— SHORT PROBLEM 1 —
Answer these questions about the article on Martin Luther King Jr.'s assassination:
(a) How old was Martin Luther King Jr. when he was shot?
(b) What role does Bernice King hold at the King Center in Atlanta?
(c) In what year did the King family file a civil suit?

— TEXT PASSAGE —

General

Who Killed Martin Luther King Jr.? His Family Believes James Earl Ray Was Framed

By Tom
Jackman, Medium, April 4, 2018

“There is
abundant evidence,” Coretta King said after the verdict, “of a major,
high-level conspiracy in the assassination of my husband.”
Photo:
Stephen F. Somerstein/Getty Images

In the
five decades since Martin Luther King Jr. was shot dead by an assassin at age
39, his children have worked tirelessly to preserve his legacy, sometimes with
sharply different views on how best to do that. But they are unanimous on one
key point: James Earl Ray did not kill Martin Luther King.

For the
King family and others in the civil rights movement, the FBI’s obsession with
King in the years leading up to his slaying in Memphis on April 4, 1968
pervasive surveillance, a malicious disinformation
campaign and open denunciations by FBI director J. Edgar Hoover
laid the groundwork for their belief that he was
the target of a plot.
“It pains
my heart,” said Bernice King, 55, the youngest of Martin Luther King’s four
children and the executive director of the King Center in Atlanta, “that James
Earl Ray had to spend his life in prison paying for things he didn’t do.”
Until her
own death in 2006, Coretta Scott King, who endured the FBI’s campaign to
discredit her husband, was open in her belief that a conspiracy led to the
assassination. Her family filed a civil suit in 1999 to force more information
into the public eye, and a Memphis jury ruled that the local, state and federal
governments were liable for King’s death. The full transcript of the trial
remains posted on the King Center’s website.

— Dataset rows —
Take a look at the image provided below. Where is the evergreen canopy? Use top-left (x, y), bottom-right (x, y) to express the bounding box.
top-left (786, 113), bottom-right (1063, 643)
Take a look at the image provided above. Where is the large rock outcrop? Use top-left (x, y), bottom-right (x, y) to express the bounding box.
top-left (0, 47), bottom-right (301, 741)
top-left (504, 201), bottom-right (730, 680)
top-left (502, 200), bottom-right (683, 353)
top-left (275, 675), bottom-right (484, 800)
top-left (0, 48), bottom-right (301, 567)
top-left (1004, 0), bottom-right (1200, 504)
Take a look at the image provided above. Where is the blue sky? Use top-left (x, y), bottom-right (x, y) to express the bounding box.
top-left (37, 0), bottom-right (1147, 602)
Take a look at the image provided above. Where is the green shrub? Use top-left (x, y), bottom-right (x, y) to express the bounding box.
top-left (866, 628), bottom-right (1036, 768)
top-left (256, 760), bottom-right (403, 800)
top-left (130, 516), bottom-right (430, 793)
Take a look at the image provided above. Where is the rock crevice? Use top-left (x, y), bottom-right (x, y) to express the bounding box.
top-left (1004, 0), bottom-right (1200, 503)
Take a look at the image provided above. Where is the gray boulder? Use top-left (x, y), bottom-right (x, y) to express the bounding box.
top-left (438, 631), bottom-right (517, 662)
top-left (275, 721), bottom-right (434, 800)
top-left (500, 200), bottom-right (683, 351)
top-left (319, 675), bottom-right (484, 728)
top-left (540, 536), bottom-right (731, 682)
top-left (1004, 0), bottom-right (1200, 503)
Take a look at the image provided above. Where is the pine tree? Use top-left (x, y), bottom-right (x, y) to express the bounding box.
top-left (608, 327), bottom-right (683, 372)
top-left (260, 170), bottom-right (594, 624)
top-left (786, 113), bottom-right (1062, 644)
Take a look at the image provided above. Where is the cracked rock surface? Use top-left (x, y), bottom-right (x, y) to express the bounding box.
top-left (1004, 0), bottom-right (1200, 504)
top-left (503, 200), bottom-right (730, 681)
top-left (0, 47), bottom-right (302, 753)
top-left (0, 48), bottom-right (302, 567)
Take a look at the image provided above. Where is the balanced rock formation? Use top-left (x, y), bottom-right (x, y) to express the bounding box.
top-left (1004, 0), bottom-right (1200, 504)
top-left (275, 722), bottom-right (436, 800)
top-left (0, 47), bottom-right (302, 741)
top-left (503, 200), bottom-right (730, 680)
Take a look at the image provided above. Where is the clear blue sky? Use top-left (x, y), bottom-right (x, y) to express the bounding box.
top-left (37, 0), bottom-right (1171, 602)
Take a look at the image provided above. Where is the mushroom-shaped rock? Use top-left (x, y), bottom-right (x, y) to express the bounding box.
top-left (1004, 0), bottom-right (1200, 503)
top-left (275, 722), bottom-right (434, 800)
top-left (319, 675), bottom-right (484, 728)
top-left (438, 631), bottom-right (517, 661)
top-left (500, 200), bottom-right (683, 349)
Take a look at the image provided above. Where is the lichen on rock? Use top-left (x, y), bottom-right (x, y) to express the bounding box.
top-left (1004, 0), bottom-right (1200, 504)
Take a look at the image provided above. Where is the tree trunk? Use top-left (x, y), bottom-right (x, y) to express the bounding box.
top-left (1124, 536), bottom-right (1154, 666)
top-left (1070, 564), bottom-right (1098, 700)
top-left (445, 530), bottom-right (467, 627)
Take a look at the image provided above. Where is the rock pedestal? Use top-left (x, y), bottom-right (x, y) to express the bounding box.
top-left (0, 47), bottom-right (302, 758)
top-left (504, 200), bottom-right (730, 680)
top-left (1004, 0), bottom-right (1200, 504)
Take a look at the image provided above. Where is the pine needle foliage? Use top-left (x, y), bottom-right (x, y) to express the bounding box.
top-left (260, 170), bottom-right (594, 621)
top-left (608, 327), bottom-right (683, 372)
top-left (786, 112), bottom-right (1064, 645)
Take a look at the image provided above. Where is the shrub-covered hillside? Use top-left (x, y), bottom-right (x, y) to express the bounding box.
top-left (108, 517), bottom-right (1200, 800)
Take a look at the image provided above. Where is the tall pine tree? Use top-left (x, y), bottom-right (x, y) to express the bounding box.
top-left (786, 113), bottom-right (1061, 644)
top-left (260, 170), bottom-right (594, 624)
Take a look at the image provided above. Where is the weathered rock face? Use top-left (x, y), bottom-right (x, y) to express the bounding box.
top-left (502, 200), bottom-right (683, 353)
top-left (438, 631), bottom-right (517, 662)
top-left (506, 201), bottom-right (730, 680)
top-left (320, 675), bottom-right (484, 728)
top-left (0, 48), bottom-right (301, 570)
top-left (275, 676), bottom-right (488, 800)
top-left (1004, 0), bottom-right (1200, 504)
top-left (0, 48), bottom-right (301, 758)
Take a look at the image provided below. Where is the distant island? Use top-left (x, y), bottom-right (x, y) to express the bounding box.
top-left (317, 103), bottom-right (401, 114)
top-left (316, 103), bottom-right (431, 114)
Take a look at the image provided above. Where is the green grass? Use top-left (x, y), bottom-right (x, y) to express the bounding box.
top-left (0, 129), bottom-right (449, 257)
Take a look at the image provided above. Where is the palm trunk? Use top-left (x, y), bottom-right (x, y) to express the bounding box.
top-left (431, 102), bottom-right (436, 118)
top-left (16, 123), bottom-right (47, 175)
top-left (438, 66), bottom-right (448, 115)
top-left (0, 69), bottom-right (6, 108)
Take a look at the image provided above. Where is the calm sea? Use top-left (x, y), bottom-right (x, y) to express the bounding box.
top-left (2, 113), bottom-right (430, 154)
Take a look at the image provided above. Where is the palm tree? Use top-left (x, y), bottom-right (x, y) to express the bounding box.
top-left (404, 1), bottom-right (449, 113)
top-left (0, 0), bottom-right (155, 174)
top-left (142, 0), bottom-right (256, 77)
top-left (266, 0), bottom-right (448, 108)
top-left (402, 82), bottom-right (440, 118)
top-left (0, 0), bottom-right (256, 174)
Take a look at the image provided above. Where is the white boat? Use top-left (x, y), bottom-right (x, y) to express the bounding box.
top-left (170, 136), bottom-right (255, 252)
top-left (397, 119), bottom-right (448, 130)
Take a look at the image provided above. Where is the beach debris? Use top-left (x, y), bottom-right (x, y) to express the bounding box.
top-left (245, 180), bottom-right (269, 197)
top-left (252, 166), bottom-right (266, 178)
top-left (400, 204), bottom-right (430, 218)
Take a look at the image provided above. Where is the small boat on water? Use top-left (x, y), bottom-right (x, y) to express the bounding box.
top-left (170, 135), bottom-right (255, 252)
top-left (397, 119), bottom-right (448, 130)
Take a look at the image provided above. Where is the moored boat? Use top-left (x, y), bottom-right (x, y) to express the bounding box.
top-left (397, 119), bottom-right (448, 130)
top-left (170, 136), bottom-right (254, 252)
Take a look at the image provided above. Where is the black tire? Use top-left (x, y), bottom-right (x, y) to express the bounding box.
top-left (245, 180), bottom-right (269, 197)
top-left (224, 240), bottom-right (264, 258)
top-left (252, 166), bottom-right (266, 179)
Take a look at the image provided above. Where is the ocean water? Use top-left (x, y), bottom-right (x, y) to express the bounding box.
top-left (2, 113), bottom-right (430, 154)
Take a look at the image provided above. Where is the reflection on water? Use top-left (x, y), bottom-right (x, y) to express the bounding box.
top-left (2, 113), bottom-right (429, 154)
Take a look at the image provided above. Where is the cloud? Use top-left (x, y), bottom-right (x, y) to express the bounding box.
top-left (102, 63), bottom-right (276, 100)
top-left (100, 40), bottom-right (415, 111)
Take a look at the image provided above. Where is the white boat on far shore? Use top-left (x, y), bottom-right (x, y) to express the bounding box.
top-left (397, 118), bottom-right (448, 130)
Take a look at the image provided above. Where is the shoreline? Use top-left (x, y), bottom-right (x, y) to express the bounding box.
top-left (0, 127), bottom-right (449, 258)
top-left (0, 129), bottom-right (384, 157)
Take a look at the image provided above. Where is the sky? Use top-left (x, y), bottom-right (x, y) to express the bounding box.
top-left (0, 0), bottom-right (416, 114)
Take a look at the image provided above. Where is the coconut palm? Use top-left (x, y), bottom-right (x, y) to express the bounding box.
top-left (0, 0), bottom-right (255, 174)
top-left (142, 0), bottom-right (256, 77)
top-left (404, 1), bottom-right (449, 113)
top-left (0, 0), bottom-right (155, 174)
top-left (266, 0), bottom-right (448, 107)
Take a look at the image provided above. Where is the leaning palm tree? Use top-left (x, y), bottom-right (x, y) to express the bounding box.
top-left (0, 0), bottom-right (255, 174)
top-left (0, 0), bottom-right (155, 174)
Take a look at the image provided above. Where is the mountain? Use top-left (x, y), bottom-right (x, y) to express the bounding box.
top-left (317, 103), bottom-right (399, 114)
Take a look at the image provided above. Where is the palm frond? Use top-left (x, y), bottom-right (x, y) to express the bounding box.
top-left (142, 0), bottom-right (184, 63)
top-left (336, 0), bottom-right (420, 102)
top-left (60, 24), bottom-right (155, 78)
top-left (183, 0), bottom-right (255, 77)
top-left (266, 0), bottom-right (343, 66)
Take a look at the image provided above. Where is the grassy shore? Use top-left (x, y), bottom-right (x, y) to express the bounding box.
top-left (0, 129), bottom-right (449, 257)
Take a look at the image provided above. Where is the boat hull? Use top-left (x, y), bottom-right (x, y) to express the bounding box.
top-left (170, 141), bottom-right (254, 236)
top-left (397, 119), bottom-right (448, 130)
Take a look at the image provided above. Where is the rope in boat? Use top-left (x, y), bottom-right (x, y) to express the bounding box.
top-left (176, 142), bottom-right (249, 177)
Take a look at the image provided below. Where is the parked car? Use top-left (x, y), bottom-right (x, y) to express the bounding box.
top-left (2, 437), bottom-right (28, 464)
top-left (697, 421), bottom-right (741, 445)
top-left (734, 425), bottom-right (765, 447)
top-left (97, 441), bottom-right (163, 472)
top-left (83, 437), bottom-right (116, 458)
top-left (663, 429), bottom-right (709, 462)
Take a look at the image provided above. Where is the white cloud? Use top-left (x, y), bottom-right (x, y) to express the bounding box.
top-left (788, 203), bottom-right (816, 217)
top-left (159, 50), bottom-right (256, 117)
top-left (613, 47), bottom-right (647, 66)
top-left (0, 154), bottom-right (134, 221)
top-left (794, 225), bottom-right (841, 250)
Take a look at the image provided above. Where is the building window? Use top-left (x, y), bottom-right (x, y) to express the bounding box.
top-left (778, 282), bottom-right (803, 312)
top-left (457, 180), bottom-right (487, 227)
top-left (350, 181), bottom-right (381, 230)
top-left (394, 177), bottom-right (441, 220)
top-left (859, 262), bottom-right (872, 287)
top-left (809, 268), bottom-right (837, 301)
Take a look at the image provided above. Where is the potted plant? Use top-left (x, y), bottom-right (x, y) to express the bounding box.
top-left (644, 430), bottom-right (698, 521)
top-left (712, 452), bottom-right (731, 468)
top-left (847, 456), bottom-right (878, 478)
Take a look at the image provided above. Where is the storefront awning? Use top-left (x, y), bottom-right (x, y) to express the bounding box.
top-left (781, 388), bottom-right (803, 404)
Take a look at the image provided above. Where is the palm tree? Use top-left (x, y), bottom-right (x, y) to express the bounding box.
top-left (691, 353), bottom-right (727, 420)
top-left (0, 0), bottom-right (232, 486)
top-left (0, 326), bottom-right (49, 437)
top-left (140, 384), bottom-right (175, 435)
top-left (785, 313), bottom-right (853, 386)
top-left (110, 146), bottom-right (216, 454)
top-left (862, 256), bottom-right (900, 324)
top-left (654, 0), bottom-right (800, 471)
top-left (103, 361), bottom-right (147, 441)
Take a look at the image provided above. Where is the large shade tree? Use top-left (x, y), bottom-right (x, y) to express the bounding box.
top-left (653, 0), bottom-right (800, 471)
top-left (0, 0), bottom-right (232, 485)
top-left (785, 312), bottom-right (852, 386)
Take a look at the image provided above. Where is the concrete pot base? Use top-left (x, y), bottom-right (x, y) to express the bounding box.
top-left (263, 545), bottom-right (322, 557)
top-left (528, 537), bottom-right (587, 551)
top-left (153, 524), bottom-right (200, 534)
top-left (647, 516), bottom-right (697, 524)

— SHORT PROBLEM 2 —
In the listing, change "weathered" to "worn" in the stretch from the line containing "is the tall" through the line containing "top-left (316, 103), bottom-right (431, 114)". Give back only those lines, with nothing else altered.

— WRITTEN ANSWER 1 —
(a) 39
(b) Executive director
(c) 1999

— WRITTEN ANSWER 2 —
Take a look at the image provided above. Where is the tall pine tree? Use top-left (x, y), bottom-right (x, y) to express the bounding box.
top-left (786, 113), bottom-right (1061, 644)
top-left (260, 170), bottom-right (594, 624)
Take a look at the image provided above. Where is the worn rock face? Use top-left (x, y), bottom-right (x, y) to express the bounding box.
top-left (502, 200), bottom-right (683, 353)
top-left (438, 631), bottom-right (517, 662)
top-left (506, 201), bottom-right (730, 680)
top-left (320, 675), bottom-right (484, 728)
top-left (0, 48), bottom-right (301, 570)
top-left (275, 676), bottom-right (488, 800)
top-left (1004, 0), bottom-right (1200, 504)
top-left (0, 48), bottom-right (301, 758)
Take a look at the image provided below. Where is the distant island? Use top-left (x, y), bottom-right (x, y) to express the bounding box.
top-left (317, 103), bottom-right (401, 114)
top-left (316, 103), bottom-right (431, 114)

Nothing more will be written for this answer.